--- PROVIDED TEXT ---

Historically, in Toronto, we give away land-value premiums to those who own sites near stations, some of which is unavoidable (we also twist transit plans and grasp for logic to justify alignments that mostly serve influential private interests and pension funds). MTRC of Hong Kong, trades its infrastructure spending for land-value through development and property management. Yes, we know Hong Kong is denser and their land-ownership regime is different, as are public-consultation sensibilities. But the big lessons of MTRC’s model can apply here if we’re smart enough in how we adapt the governance.

A huge but largely overlooked hurdle in our planning process is our lack of a publicly controlled entity for managing our transit-related real estate, working within a private-sector set of precepts to maximize its worth. This entity needs an empowered seat at the table from the earliest transit planning discussions and must be free to operate at an arm’s length from politicians and even transit operators. Rail-plus-property cannot remedy all our process flaws, but in its basest form it would generate significant revenue to defray capital costs, help us expedite operating efficiencies and earn the goodwill needed to allow those with taxing powers to use “funding tools” and “revenue tools” considered politically risky.

--- EXERCISE INPUT ---

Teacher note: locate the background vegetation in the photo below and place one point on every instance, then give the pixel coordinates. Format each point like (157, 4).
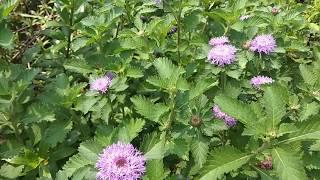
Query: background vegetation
(53, 127)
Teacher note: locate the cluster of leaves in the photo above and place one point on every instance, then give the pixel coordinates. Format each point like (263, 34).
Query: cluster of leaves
(53, 127)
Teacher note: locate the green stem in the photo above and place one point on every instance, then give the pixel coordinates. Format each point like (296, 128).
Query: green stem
(258, 64)
(179, 31)
(70, 29)
(112, 110)
(223, 79)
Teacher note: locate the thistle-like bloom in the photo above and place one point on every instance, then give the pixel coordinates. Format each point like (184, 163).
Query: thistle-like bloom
(222, 54)
(101, 84)
(219, 40)
(266, 163)
(120, 162)
(157, 1)
(228, 120)
(257, 81)
(263, 44)
(244, 17)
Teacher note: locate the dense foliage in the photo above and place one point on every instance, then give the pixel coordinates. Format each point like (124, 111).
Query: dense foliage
(157, 88)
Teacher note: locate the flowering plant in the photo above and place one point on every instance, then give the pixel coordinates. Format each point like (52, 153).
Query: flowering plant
(160, 89)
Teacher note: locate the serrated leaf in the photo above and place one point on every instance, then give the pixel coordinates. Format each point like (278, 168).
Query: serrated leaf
(88, 154)
(155, 170)
(238, 110)
(39, 112)
(179, 147)
(85, 103)
(274, 104)
(307, 130)
(6, 37)
(149, 109)
(288, 164)
(11, 172)
(199, 149)
(78, 65)
(130, 130)
(134, 72)
(223, 160)
(157, 151)
(307, 75)
(57, 132)
(315, 146)
(201, 87)
(264, 175)
(309, 109)
(166, 69)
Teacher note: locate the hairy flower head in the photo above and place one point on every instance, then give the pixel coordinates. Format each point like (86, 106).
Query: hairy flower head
(219, 40)
(228, 120)
(257, 81)
(263, 44)
(120, 162)
(244, 17)
(222, 54)
(101, 84)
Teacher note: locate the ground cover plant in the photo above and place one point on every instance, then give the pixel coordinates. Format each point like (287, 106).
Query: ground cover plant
(159, 89)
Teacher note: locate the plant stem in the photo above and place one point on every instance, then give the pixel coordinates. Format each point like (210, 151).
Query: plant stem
(70, 29)
(223, 79)
(179, 31)
(112, 110)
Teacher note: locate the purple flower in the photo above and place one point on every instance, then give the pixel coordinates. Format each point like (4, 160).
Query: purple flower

---

→ **OBJECTIVES**
[1] In the excerpt on transit and land value, what does MTRC of Hong Kong trade its infrastructure spending for?
[2] In the records, replace "locate" with "find" from the line containing "Teacher note: locate the ground" through the end of the records, both ends included. Return only those lines, with everything else unchanged.
The text and the records come from separate sources.

→ **IN RESPONSE**
[1] It trades it for land value through development and property management.

[2]
Teacher note: find the ground cover plant in the photo above and place one point on every instance, then give the pixel coordinates. Format each point like (287, 106).
Query: ground cover plant
(159, 89)
Teacher note: find the plant stem in the photo above and place one point on every instance, then give the pixel coordinates. Format each point like (210, 151).
Query: plant stem
(70, 29)
(223, 79)
(179, 31)
(112, 110)
Teacher note: find the purple flower in the photo above and place one point on every instance, then give the pixel coordinates. Format each point like (4, 160).
Query: purple flower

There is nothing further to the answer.